→ Directions:
Nothing but the lines from the one containing "TARGET: sea spray" through the end of the data below should appear in the answer, each exact and free of pictures.

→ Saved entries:
>>>>>

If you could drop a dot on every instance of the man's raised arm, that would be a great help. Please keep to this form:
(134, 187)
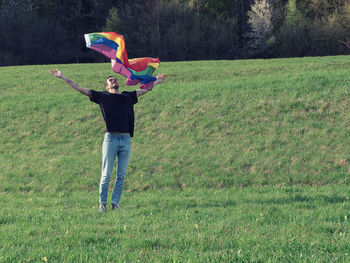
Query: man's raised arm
(69, 82)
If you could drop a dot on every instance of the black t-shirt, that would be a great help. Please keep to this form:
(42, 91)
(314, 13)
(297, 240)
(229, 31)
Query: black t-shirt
(117, 110)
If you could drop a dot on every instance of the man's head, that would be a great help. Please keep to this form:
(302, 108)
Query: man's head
(111, 83)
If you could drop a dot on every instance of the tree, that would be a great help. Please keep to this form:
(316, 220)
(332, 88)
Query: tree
(261, 24)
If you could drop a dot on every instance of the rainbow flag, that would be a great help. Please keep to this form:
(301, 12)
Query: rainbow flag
(112, 45)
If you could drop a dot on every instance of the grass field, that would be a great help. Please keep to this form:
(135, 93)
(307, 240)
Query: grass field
(232, 161)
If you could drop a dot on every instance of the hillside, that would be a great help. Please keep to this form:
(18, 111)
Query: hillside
(213, 124)
(232, 161)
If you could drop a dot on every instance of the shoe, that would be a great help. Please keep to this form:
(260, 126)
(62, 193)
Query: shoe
(116, 207)
(102, 208)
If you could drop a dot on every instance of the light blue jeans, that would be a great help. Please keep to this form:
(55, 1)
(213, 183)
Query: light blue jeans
(114, 146)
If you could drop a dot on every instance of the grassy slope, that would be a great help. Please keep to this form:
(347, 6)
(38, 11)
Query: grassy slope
(212, 127)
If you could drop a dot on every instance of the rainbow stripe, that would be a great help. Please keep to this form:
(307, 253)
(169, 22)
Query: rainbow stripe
(112, 46)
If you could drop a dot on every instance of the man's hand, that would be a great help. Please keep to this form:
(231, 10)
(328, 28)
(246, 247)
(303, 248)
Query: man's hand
(56, 73)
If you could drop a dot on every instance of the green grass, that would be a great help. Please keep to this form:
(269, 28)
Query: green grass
(232, 161)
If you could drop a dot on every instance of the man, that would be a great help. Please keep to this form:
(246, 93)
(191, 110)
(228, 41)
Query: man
(118, 113)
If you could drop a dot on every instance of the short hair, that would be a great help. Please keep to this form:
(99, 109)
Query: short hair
(107, 79)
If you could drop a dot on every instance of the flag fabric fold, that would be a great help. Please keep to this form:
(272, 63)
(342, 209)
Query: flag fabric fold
(112, 45)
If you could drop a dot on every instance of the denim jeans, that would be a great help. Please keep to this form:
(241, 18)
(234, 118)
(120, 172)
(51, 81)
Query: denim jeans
(114, 146)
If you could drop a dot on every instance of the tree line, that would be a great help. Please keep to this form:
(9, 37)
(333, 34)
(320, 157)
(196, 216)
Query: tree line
(50, 32)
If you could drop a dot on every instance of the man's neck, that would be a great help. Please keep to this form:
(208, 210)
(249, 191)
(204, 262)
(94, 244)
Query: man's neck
(114, 91)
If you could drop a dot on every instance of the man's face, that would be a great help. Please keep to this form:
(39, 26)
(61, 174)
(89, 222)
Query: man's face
(112, 83)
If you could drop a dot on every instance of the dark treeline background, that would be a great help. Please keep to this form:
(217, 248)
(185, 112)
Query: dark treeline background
(51, 31)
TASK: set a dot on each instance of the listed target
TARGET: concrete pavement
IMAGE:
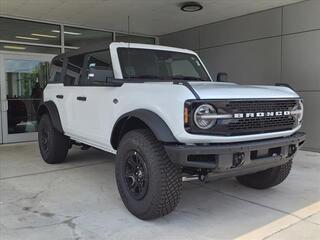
(79, 200)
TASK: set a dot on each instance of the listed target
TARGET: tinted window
(74, 70)
(55, 71)
(98, 68)
(159, 64)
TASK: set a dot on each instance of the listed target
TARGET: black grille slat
(258, 124)
(248, 125)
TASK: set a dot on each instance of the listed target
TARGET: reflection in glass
(26, 80)
(80, 37)
(28, 48)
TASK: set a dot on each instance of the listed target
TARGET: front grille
(261, 124)
(263, 106)
(247, 125)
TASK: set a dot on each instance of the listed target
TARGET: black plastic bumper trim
(224, 152)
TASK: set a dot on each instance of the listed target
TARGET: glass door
(22, 80)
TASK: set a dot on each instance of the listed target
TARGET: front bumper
(237, 157)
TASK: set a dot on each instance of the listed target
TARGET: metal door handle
(80, 98)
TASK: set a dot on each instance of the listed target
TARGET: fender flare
(50, 108)
(156, 124)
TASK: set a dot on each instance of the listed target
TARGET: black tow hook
(204, 178)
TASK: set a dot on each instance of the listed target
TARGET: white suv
(163, 115)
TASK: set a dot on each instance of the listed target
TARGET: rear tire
(53, 144)
(267, 178)
(148, 182)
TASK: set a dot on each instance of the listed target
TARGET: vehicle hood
(218, 90)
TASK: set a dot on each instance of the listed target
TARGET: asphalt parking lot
(79, 200)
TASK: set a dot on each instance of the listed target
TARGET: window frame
(84, 67)
(61, 73)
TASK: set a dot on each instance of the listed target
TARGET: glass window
(28, 48)
(98, 68)
(121, 37)
(74, 70)
(28, 31)
(80, 37)
(25, 81)
(55, 71)
(158, 64)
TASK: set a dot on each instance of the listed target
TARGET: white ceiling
(150, 17)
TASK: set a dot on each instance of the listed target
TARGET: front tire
(267, 178)
(53, 144)
(148, 182)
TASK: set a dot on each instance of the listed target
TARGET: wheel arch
(141, 118)
(51, 109)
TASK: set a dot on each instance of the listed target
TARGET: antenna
(129, 30)
(128, 52)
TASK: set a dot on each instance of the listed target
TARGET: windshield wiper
(145, 77)
(187, 78)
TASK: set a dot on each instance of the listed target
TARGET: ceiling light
(191, 7)
(28, 38)
(43, 35)
(14, 47)
(65, 32)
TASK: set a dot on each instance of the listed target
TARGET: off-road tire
(267, 178)
(56, 147)
(164, 177)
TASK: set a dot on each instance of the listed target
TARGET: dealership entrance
(22, 80)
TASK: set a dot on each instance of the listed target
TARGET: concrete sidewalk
(79, 200)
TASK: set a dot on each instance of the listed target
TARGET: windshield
(158, 64)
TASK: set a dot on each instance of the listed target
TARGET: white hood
(218, 90)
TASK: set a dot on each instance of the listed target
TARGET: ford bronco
(158, 109)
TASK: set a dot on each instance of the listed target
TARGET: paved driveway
(79, 200)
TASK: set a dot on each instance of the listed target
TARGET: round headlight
(297, 110)
(202, 116)
(300, 107)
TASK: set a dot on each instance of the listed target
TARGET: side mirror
(222, 77)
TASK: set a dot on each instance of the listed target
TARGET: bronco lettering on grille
(261, 114)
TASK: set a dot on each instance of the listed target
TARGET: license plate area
(265, 153)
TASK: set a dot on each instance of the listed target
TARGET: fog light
(237, 159)
(292, 149)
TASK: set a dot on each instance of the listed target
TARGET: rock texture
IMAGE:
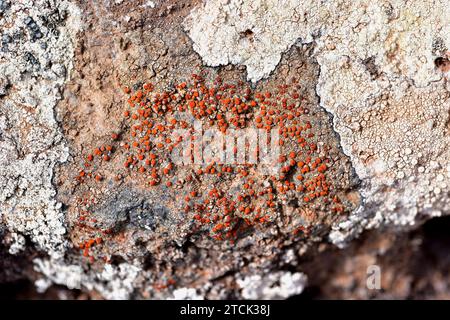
(372, 78)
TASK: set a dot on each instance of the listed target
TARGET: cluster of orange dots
(153, 116)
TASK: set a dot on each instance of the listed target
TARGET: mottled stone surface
(374, 80)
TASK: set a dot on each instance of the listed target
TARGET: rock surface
(363, 86)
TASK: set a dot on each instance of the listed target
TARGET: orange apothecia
(143, 152)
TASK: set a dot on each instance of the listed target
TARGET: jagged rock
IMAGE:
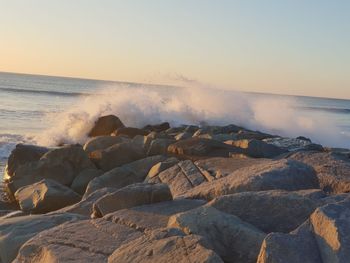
(61, 164)
(271, 211)
(199, 147)
(22, 154)
(165, 246)
(153, 216)
(333, 170)
(130, 196)
(45, 196)
(82, 241)
(117, 155)
(257, 149)
(158, 127)
(130, 132)
(159, 146)
(298, 246)
(14, 232)
(119, 177)
(103, 142)
(82, 180)
(232, 239)
(105, 125)
(280, 174)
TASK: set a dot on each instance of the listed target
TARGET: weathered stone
(82, 180)
(165, 246)
(105, 125)
(45, 196)
(281, 174)
(232, 239)
(130, 196)
(117, 155)
(119, 177)
(103, 142)
(14, 232)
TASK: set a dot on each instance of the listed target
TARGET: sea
(49, 110)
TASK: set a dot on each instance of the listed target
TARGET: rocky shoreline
(176, 194)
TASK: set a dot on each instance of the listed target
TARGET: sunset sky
(278, 46)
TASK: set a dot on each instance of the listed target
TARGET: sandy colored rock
(232, 239)
(105, 125)
(281, 174)
(130, 196)
(45, 196)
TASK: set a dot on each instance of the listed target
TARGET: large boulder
(103, 142)
(199, 147)
(232, 239)
(14, 232)
(22, 154)
(165, 246)
(271, 211)
(82, 180)
(279, 174)
(105, 125)
(120, 177)
(130, 196)
(333, 170)
(257, 149)
(60, 164)
(117, 155)
(45, 196)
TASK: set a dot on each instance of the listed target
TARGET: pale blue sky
(279, 46)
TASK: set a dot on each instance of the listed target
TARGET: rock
(103, 142)
(130, 196)
(152, 216)
(22, 154)
(158, 127)
(159, 146)
(130, 132)
(14, 232)
(298, 246)
(232, 239)
(82, 180)
(45, 196)
(331, 228)
(271, 211)
(280, 174)
(61, 164)
(333, 170)
(105, 125)
(82, 241)
(120, 177)
(117, 155)
(198, 147)
(161, 166)
(257, 149)
(164, 246)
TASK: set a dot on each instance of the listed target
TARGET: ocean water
(50, 110)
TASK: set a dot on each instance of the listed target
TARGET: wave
(44, 92)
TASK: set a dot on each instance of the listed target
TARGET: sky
(277, 46)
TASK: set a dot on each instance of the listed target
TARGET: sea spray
(138, 106)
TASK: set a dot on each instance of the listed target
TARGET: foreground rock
(45, 196)
(231, 238)
(130, 196)
(165, 246)
(127, 174)
(61, 164)
(105, 125)
(281, 174)
(333, 170)
(14, 232)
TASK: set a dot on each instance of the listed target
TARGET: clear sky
(279, 46)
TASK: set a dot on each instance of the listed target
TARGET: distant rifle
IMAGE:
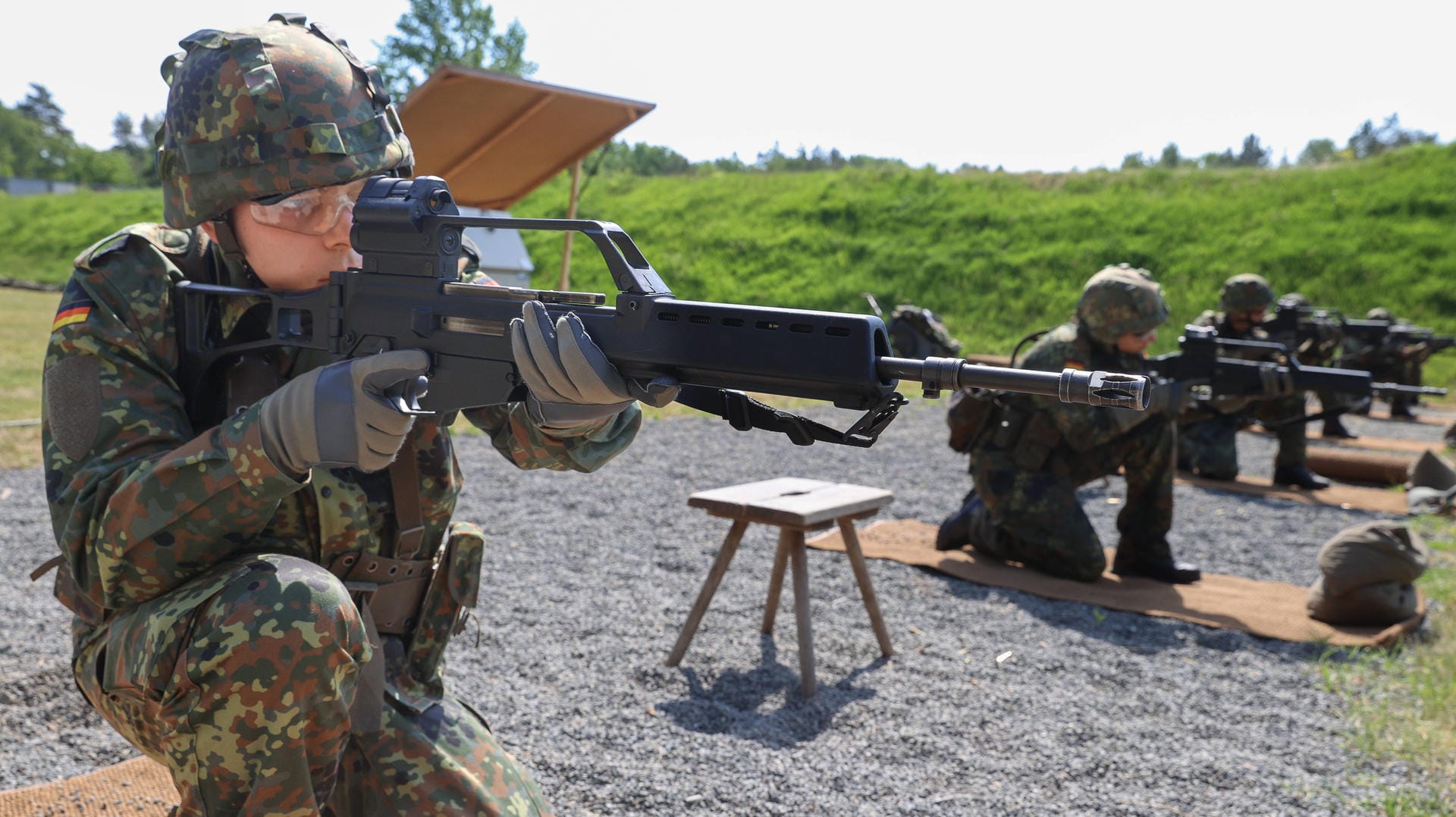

<<<<<

→ Output of the task:
TARGET: sea spray
(138, 106)
TASK: set a dot on each instance of the listed target
TARGET: foreground rock
(45, 196)
(231, 238)
(130, 196)
(165, 246)
(127, 174)
(61, 164)
(105, 125)
(281, 174)
(333, 170)
(14, 232)
TASK: set a dot on each instance of the listed target
TARGET: clear sky
(279, 46)
TASK: set a dot on each instance of the listed target
TARGET: distant rifle
IMAGE:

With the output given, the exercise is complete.